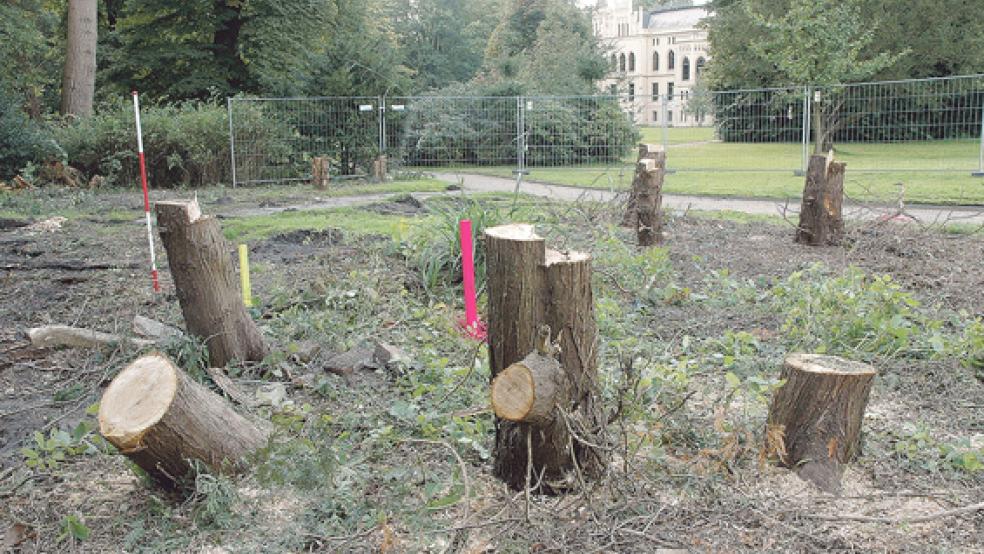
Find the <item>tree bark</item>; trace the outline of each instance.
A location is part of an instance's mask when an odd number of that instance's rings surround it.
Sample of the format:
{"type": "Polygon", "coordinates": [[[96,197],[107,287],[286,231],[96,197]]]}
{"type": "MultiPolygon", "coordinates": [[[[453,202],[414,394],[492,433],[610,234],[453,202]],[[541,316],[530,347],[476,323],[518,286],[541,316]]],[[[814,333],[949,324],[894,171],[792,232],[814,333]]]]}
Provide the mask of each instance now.
{"type": "Polygon", "coordinates": [[[593,410],[597,327],[591,257],[546,250],[531,225],[487,229],[485,241],[493,394],[500,399],[500,411],[506,410],[507,395],[524,394],[517,387],[525,374],[526,400],[514,398],[513,403],[523,411],[522,404],[532,398],[528,414],[510,415],[518,413],[513,408],[503,411],[509,417],[496,421],[495,473],[523,489],[532,452],[533,490],[561,492],[574,486],[576,472],[592,477],[602,467],[588,444],[600,427],[593,410]],[[547,336],[541,336],[534,352],[538,329],[540,335],[546,329],[547,336]],[[543,343],[551,342],[550,329],[560,346],[559,363],[543,353],[543,343]],[[536,391],[550,392],[537,401],[536,391]]]}
{"type": "Polygon", "coordinates": [[[317,157],[311,159],[311,185],[318,190],[328,188],[328,158],[317,157]]]}
{"type": "Polygon", "coordinates": [[[637,217],[637,206],[638,206],[638,190],[639,181],[642,178],[640,164],[645,160],[659,160],[662,159],[662,167],[665,171],[666,169],[666,152],[663,151],[662,145],[659,144],[640,144],[639,145],[639,158],[636,160],[635,173],[632,176],[632,188],[629,190],[629,201],[625,205],[625,214],[622,216],[622,226],[623,227],[636,227],[638,222],[637,217]]]}
{"type": "Polygon", "coordinates": [[[639,246],[652,246],[663,241],[663,178],[666,173],[666,153],[656,159],[639,162],[636,189],[636,239],[639,246]]]}
{"type": "Polygon", "coordinates": [[[269,438],[162,354],[137,359],[113,379],[99,404],[99,432],[167,488],[189,476],[191,460],[242,470],[269,438]]]}
{"type": "Polygon", "coordinates": [[[61,113],[88,117],[92,115],[92,101],[96,92],[96,0],[69,0],[67,23],[61,113]]]}
{"type": "Polygon", "coordinates": [[[157,203],[157,223],[186,327],[205,340],[210,364],[262,360],[267,348],[243,306],[218,220],[202,216],[196,200],[177,200],[157,203]]]}
{"type": "Polygon", "coordinates": [[[836,356],[790,354],[769,406],[766,452],[827,492],[861,450],[861,424],[877,371],[836,356]]]}
{"type": "Polygon", "coordinates": [[[385,155],[377,156],[372,162],[372,178],[376,181],[386,180],[386,163],[387,158],[385,155]]]}
{"type": "Polygon", "coordinates": [[[844,238],[844,174],[847,164],[826,156],[810,156],[800,205],[796,242],[811,246],[838,244],[844,238]]]}

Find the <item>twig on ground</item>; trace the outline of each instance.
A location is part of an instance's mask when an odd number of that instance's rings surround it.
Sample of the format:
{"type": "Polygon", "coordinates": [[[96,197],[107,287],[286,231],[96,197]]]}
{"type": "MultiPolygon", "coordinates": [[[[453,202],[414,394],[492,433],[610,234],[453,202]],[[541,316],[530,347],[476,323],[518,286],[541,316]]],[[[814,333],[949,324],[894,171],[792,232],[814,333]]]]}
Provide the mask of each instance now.
{"type": "Polygon", "coordinates": [[[844,514],[839,516],[824,515],[824,514],[801,514],[801,516],[807,519],[818,519],[820,521],[857,521],[861,523],[888,523],[888,524],[897,525],[901,523],[926,523],[927,521],[933,521],[935,519],[962,516],[965,514],[972,514],[974,512],[979,512],[981,510],[984,510],[984,502],[979,502],[977,504],[971,504],[969,506],[963,506],[960,508],[954,508],[952,510],[944,510],[942,512],[936,512],[935,514],[927,514],[924,516],[874,517],[874,516],[862,516],[856,514],[844,514]]]}

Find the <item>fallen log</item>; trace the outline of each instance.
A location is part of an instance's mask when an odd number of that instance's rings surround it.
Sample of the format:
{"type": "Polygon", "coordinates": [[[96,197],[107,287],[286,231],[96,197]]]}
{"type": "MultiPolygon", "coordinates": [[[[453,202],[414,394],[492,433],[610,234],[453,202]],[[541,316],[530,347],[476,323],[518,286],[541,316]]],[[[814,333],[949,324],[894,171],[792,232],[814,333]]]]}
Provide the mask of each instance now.
{"type": "Polygon", "coordinates": [[[810,246],[837,244],[844,237],[844,173],[847,164],[834,162],[834,151],[810,156],[800,205],[796,242],[810,246]]]}
{"type": "Polygon", "coordinates": [[[269,431],[236,413],[162,354],[138,358],[106,388],[99,432],[166,488],[177,488],[200,461],[237,472],[269,431]]]}
{"type": "Polygon", "coordinates": [[[878,372],[860,362],[790,354],[769,406],[766,452],[827,492],[861,450],[861,424],[878,372]]]}
{"type": "Polygon", "coordinates": [[[101,270],[124,270],[139,269],[138,264],[111,264],[111,263],[85,263],[85,262],[32,262],[32,263],[0,263],[0,270],[3,271],[101,271],[101,270]]]}
{"type": "Polygon", "coordinates": [[[132,344],[137,347],[152,346],[154,341],[121,337],[89,329],[79,329],[68,325],[46,325],[27,330],[27,338],[35,348],[54,348],[66,346],[71,348],[103,348],[116,344],[132,344]]]}
{"type": "Polygon", "coordinates": [[[204,339],[209,363],[261,361],[263,336],[243,306],[231,246],[197,200],[158,202],[157,222],[188,332],[204,339]]]}
{"type": "MultiPolygon", "coordinates": [[[[622,215],[622,226],[623,227],[637,227],[639,223],[639,192],[641,190],[640,182],[645,179],[644,168],[646,160],[653,160],[657,163],[657,166],[662,168],[664,171],[666,169],[666,152],[663,150],[662,145],[659,144],[640,144],[639,145],[639,157],[636,159],[635,173],[632,177],[632,186],[629,189],[629,200],[625,205],[625,213],[622,215]]],[[[662,188],[663,180],[660,177],[660,188],[662,188]]]]}

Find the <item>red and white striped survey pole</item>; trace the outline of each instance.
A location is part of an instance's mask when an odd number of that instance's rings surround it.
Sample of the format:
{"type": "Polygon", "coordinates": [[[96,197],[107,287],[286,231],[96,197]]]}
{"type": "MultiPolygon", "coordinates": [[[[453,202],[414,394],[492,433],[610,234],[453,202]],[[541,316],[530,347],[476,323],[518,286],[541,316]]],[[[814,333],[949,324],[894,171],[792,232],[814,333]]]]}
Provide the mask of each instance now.
{"type": "Polygon", "coordinates": [[[161,292],[157,279],[157,256],[154,255],[154,228],[150,222],[150,194],[147,192],[147,161],[144,159],[143,131],[140,129],[140,100],[133,91],[133,115],[137,120],[137,158],[140,160],[140,182],[143,184],[144,215],[147,216],[147,242],[150,244],[150,278],[154,282],[154,292],[161,292]]]}

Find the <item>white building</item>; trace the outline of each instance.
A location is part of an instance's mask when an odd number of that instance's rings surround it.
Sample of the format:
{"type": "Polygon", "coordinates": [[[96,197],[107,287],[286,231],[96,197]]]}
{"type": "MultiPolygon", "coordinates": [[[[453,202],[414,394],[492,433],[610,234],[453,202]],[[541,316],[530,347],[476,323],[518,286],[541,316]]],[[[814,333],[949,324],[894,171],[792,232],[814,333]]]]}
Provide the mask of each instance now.
{"type": "Polygon", "coordinates": [[[626,108],[644,125],[708,124],[687,109],[708,60],[707,32],[698,28],[702,6],[633,10],[632,0],[599,0],[594,31],[611,51],[606,92],[625,95],[626,108]]]}

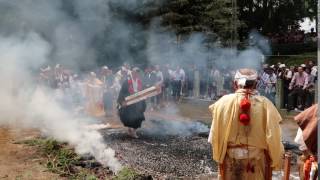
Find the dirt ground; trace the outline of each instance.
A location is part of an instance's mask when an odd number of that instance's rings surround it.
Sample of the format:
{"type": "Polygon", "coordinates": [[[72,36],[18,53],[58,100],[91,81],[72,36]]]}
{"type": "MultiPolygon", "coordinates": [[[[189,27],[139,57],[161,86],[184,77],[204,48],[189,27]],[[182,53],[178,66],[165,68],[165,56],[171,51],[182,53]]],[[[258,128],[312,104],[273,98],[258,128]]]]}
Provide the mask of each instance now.
{"type": "MultiPolygon", "coordinates": [[[[210,124],[211,118],[208,111],[208,104],[210,104],[210,102],[183,102],[178,105],[169,106],[160,111],[149,111],[146,113],[146,121],[152,119],[167,119],[181,121],[200,121],[204,124],[210,124]]],[[[119,129],[117,133],[114,133],[111,136],[108,136],[108,133],[104,132],[106,142],[108,140],[110,142],[117,142],[118,145],[117,143],[111,143],[111,146],[115,148],[116,151],[118,150],[126,152],[125,148],[130,147],[123,146],[123,144],[128,144],[132,142],[130,142],[130,140],[127,137],[123,136],[124,128],[122,127],[120,121],[116,116],[113,116],[107,118],[106,122],[110,123],[112,128],[119,129]]],[[[292,142],[297,130],[296,124],[292,121],[292,116],[284,116],[282,130],[284,140],[292,142]]],[[[32,138],[37,135],[37,131],[34,130],[19,130],[15,128],[8,129],[5,127],[0,128],[0,180],[62,179],[58,175],[46,171],[45,166],[40,164],[41,158],[36,153],[35,147],[30,147],[27,145],[16,143],[18,141],[32,138]]],[[[198,177],[201,177],[202,174],[210,174],[212,173],[212,171],[216,171],[216,167],[213,166],[213,162],[210,160],[210,150],[208,149],[210,148],[210,146],[206,144],[206,138],[204,137],[189,136],[188,138],[181,139],[169,138],[168,142],[164,142],[165,139],[159,140],[154,139],[152,137],[150,138],[150,133],[148,134],[148,132],[140,131],[140,135],[142,135],[143,138],[140,142],[138,142],[138,140],[133,140],[136,141],[135,144],[137,146],[135,146],[131,150],[127,149],[127,151],[131,153],[129,153],[129,156],[134,156],[135,152],[137,152],[137,154],[140,153],[140,155],[143,156],[143,152],[138,151],[139,147],[144,147],[142,149],[147,151],[151,151],[152,149],[158,149],[156,153],[163,153],[165,155],[162,159],[156,159],[158,158],[158,156],[154,156],[152,153],[147,153],[145,158],[142,159],[145,159],[147,161],[146,158],[155,158],[154,161],[163,161],[167,162],[168,164],[167,167],[165,165],[159,166],[159,168],[162,168],[162,170],[159,170],[158,172],[151,172],[151,174],[158,173],[159,176],[163,175],[163,173],[182,175],[186,171],[190,170],[192,167],[190,167],[190,169],[187,169],[184,167],[178,168],[177,166],[174,166],[174,168],[177,168],[181,172],[174,173],[172,170],[170,170],[173,167],[169,161],[170,154],[174,153],[171,152],[170,149],[179,149],[179,147],[190,149],[190,151],[185,151],[183,149],[180,151],[181,153],[185,154],[186,157],[190,157],[190,161],[188,161],[188,163],[193,164],[194,167],[198,167],[199,164],[202,165],[200,168],[194,169],[194,172],[197,173],[198,177]],[[188,142],[190,143],[188,144],[188,142]],[[168,149],[167,147],[170,147],[170,149],[168,149]],[[198,155],[195,154],[197,151],[201,153],[198,155]],[[202,158],[202,160],[197,160],[196,158],[198,157],[200,159],[202,158]]],[[[123,156],[123,154],[119,155],[120,158],[121,156],[123,156]]],[[[176,156],[181,157],[179,155],[176,156]]],[[[140,168],[140,171],[144,173],[150,173],[150,171],[157,169],[156,166],[152,167],[157,164],[148,164],[148,168],[143,168],[144,165],[141,164],[138,161],[138,159],[122,157],[122,160],[126,161],[126,164],[128,165],[131,165],[133,167],[137,166],[138,168],[140,168]]],[[[186,160],[187,158],[181,158],[181,160],[177,162],[182,164],[186,160]]]]}
{"type": "Polygon", "coordinates": [[[46,171],[34,147],[17,142],[37,136],[36,131],[0,128],[0,179],[62,179],[46,171]]]}

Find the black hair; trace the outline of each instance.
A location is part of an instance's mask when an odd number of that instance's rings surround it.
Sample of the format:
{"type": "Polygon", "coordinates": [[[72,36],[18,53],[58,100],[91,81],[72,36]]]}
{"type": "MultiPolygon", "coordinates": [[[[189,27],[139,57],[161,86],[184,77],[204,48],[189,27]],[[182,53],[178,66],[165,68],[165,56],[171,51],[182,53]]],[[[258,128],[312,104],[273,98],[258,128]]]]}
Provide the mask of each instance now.
{"type": "Polygon", "coordinates": [[[256,80],[247,80],[246,85],[244,86],[245,89],[254,89],[257,84],[256,80]]]}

• • • •

#### [WHAT THE TASK REQUIRES]
Among the lines of the listing above, which ones hold "item"? Copy them.

#### [SOLUTION FOR THIS PROBLEM]
Find the <item>tree bark</item>; trace the outline of each instance.
Find the <item>twig on ground</item>; trace the outline of each instance.
Find the <item>fallen log</item>; trace the outline of each instance.
Find the <item>red and white striped survey pole</item>; trace the outline of each instance.
Find the <item>white building</item>; trace the outline of each instance.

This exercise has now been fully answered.